-- Begin Data excerpts --
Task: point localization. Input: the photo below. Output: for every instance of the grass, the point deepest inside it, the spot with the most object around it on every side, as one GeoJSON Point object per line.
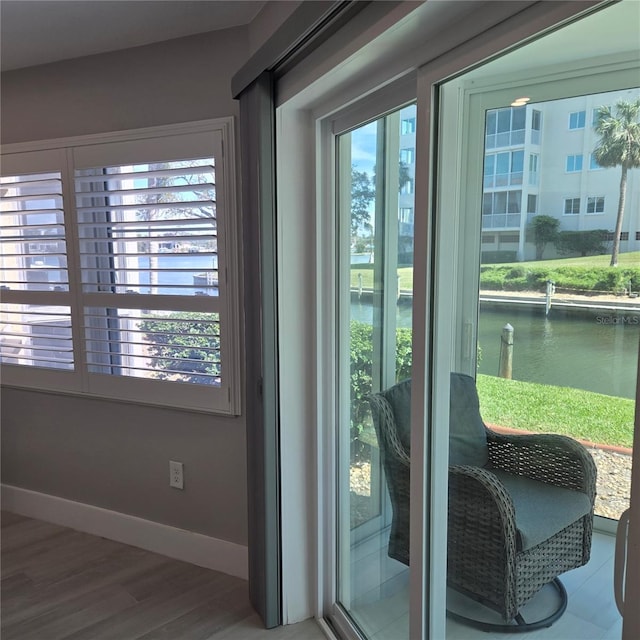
{"type": "Point", "coordinates": [583, 415]}
{"type": "Point", "coordinates": [631, 259]}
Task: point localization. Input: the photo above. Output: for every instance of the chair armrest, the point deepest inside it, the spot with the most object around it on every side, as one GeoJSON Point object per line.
{"type": "Point", "coordinates": [554, 459]}
{"type": "Point", "coordinates": [482, 517]}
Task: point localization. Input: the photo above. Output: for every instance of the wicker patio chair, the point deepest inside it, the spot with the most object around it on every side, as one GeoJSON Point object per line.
{"type": "Point", "coordinates": [520, 506]}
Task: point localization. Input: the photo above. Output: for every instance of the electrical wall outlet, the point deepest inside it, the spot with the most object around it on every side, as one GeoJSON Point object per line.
{"type": "Point", "coordinates": [176, 474]}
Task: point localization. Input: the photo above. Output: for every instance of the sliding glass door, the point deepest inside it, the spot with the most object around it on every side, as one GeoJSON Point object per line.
{"type": "Point", "coordinates": [375, 175]}
{"type": "Point", "coordinates": [542, 221]}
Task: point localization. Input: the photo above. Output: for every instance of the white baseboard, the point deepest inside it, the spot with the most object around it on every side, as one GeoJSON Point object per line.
{"type": "Point", "coordinates": [180, 544]}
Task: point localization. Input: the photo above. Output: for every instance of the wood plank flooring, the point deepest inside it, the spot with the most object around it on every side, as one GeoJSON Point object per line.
{"type": "Point", "coordinates": [60, 584]}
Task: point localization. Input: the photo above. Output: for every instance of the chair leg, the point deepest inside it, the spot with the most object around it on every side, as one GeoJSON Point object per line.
{"type": "Point", "coordinates": [520, 626]}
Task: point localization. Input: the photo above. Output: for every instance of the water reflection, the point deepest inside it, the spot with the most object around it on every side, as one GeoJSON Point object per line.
{"type": "Point", "coordinates": [592, 350]}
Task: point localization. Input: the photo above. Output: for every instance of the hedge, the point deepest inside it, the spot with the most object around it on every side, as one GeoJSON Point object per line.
{"type": "Point", "coordinates": [589, 279]}
{"type": "Point", "coordinates": [361, 353]}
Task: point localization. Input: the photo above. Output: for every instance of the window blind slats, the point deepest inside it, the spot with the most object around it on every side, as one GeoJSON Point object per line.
{"type": "Point", "coordinates": [33, 246]}
{"type": "Point", "coordinates": [36, 335]}
{"type": "Point", "coordinates": [206, 168]}
{"type": "Point", "coordinates": [144, 286]}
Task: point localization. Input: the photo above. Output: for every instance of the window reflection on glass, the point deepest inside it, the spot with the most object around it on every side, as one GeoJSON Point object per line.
{"type": "Point", "coordinates": [376, 175]}
{"type": "Point", "coordinates": [546, 272]}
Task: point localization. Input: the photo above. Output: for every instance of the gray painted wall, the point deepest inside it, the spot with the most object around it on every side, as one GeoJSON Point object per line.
{"type": "Point", "coordinates": [174, 81]}
{"type": "Point", "coordinates": [109, 454]}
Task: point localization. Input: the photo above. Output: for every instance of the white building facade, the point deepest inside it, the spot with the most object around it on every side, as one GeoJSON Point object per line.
{"type": "Point", "coordinates": [539, 161]}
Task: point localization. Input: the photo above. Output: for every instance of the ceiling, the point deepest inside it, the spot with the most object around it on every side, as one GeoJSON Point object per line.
{"type": "Point", "coordinates": [36, 32]}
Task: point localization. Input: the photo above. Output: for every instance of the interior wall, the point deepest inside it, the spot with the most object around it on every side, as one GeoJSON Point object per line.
{"type": "Point", "coordinates": [270, 17]}
{"type": "Point", "coordinates": [104, 453]}
{"type": "Point", "coordinates": [179, 80]}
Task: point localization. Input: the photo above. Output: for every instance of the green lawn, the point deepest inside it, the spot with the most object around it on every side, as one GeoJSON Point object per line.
{"type": "Point", "coordinates": [631, 259]}
{"type": "Point", "coordinates": [583, 415]}
{"type": "Point", "coordinates": [406, 273]}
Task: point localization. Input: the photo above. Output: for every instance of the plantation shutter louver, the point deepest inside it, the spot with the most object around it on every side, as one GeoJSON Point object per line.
{"type": "Point", "coordinates": [35, 316]}
{"type": "Point", "coordinates": [114, 267]}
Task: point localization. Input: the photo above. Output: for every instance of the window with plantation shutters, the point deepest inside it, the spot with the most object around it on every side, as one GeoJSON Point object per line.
{"type": "Point", "coordinates": [137, 252]}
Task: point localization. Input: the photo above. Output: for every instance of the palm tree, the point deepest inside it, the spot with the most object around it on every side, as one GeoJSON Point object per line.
{"type": "Point", "coordinates": [619, 145]}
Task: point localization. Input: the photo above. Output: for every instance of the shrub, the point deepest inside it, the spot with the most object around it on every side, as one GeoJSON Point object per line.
{"type": "Point", "coordinates": [361, 355]}
{"type": "Point", "coordinates": [181, 345]}
{"type": "Point", "coordinates": [495, 257]}
{"type": "Point", "coordinates": [583, 243]}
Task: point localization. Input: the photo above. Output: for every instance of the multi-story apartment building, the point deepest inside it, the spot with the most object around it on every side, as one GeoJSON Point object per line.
{"type": "Point", "coordinates": [539, 160]}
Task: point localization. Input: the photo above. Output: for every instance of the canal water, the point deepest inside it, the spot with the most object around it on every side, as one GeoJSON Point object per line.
{"type": "Point", "coordinates": [593, 350]}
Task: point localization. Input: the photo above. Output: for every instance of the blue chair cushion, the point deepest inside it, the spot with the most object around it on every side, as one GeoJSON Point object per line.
{"type": "Point", "coordinates": [561, 507]}
{"type": "Point", "coordinates": [399, 397]}
{"type": "Point", "coordinates": [467, 435]}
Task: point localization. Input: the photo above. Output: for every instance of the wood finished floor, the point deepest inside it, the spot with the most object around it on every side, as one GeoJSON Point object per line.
{"type": "Point", "coordinates": [62, 584]}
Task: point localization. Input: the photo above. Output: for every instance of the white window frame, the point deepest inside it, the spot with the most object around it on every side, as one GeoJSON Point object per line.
{"type": "Point", "coordinates": [576, 115]}
{"type": "Point", "coordinates": [573, 157]}
{"type": "Point", "coordinates": [564, 206]}
{"type": "Point", "coordinates": [594, 200]}
{"type": "Point", "coordinates": [208, 138]}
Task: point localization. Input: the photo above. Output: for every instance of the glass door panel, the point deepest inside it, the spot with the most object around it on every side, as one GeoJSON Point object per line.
{"type": "Point", "coordinates": [375, 178]}
{"type": "Point", "coordinates": [545, 327]}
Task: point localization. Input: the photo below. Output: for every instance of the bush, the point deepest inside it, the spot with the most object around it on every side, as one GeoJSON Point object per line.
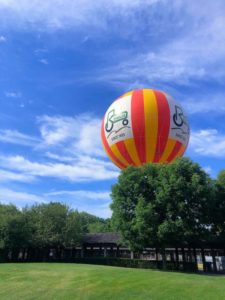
{"type": "Point", "coordinates": [136, 263]}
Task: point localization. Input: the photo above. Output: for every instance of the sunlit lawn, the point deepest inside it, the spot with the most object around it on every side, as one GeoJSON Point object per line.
{"type": "Point", "coordinates": [76, 281]}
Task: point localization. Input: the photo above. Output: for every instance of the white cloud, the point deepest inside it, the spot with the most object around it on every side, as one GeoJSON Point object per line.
{"type": "Point", "coordinates": [206, 103]}
{"type": "Point", "coordinates": [19, 198]}
{"type": "Point", "coordinates": [2, 39]}
{"type": "Point", "coordinates": [6, 176]}
{"type": "Point", "coordinates": [208, 142]}
{"type": "Point", "coordinates": [192, 49]}
{"type": "Point", "coordinates": [93, 202]}
{"type": "Point", "coordinates": [80, 171]}
{"type": "Point", "coordinates": [60, 14]}
{"type": "Point", "coordinates": [13, 94]}
{"type": "Point", "coordinates": [90, 195]}
{"type": "Point", "coordinates": [16, 137]}
{"type": "Point", "coordinates": [43, 61]}
{"type": "Point", "coordinates": [71, 147]}
{"type": "Point", "coordinates": [81, 133]}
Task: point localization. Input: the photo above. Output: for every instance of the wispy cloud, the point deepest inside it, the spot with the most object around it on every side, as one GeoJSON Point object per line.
{"type": "Point", "coordinates": [19, 198]}
{"type": "Point", "coordinates": [12, 94]}
{"type": "Point", "coordinates": [61, 14]}
{"type": "Point", "coordinates": [16, 137]}
{"type": "Point", "coordinates": [91, 195]}
{"type": "Point", "coordinates": [210, 143]}
{"type": "Point", "coordinates": [71, 147]}
{"type": "Point", "coordinates": [94, 202]}
{"type": "Point", "coordinates": [2, 39]}
{"type": "Point", "coordinates": [43, 61]}
{"type": "Point", "coordinates": [80, 134]}
{"type": "Point", "coordinates": [8, 176]}
{"type": "Point", "coordinates": [80, 171]}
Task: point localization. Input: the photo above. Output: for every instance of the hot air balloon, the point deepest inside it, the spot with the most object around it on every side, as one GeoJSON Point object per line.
{"type": "Point", "coordinates": [144, 126]}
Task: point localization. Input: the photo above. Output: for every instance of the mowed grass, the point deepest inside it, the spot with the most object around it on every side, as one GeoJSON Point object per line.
{"type": "Point", "coordinates": [76, 281]}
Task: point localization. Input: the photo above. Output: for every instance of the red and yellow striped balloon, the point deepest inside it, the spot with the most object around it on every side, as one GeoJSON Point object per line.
{"type": "Point", "coordinates": [144, 126]}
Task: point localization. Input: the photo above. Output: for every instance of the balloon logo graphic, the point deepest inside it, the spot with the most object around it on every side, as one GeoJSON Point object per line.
{"type": "Point", "coordinates": [144, 126]}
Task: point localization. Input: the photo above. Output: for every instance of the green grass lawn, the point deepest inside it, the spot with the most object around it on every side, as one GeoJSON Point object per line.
{"type": "Point", "coordinates": [76, 281]}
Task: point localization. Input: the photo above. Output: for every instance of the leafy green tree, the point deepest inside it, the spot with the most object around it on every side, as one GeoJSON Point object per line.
{"type": "Point", "coordinates": [73, 229]}
{"type": "Point", "coordinates": [218, 211]}
{"type": "Point", "coordinates": [163, 205]}
{"type": "Point", "coordinates": [48, 223]}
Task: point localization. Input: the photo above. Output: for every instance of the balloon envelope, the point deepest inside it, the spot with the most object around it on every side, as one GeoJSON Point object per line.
{"type": "Point", "coordinates": [144, 126]}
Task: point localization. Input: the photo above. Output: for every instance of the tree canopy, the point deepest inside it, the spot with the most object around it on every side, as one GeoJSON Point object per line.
{"type": "Point", "coordinates": [165, 205]}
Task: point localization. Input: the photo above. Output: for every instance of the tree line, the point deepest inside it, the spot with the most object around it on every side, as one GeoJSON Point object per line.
{"type": "Point", "coordinates": [37, 229]}
{"type": "Point", "coordinates": [158, 205]}
{"type": "Point", "coordinates": [164, 205]}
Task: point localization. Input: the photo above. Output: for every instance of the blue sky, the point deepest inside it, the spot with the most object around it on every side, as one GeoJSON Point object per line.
{"type": "Point", "coordinates": [63, 62]}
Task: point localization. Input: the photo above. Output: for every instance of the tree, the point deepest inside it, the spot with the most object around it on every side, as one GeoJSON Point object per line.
{"type": "Point", "coordinates": [218, 211]}
{"type": "Point", "coordinates": [162, 204]}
-- End Data excerpts --
**Job**
Output the lines from the line containing "balloon envelope, the" to the end, both included; add nothing.

**Complete output**
Task: point localization. Input: the photo above. Output: for every instance of the balloon envelope, the point deepest inside it, the spot with the most object around it on every side, as one GeoJSON Point object per line.
{"type": "Point", "coordinates": [144, 126]}
Task: point localization. Input: the photo above. Output: for every instance of the tree canopy, the point deepest inside it, the spot with the most object around it on every side, as one GeoJSON Point object per line.
{"type": "Point", "coordinates": [165, 205]}
Task: point localization. Input: the photo above. Output: for every instance of the tree line, the point deepest inside it, the spot with the most object around it on every side, as one GeoJSON Point object per line.
{"type": "Point", "coordinates": [37, 229]}
{"type": "Point", "coordinates": [158, 205]}
{"type": "Point", "coordinates": [164, 205]}
Task: point localization. Input: the photo above. Output: for every instance of the blue sky, the point deepest inside it, the spot with the most object around it on every side, as one GeoJSON Point object per line.
{"type": "Point", "coordinates": [63, 62]}
Task: point localization. Input: the photo above. Output: for every instance of the tree, the point deepest inside it, the spot with the most object around it on every side, as one GeoJSON Point object per line.
{"type": "Point", "coordinates": [218, 211]}
{"type": "Point", "coordinates": [162, 204]}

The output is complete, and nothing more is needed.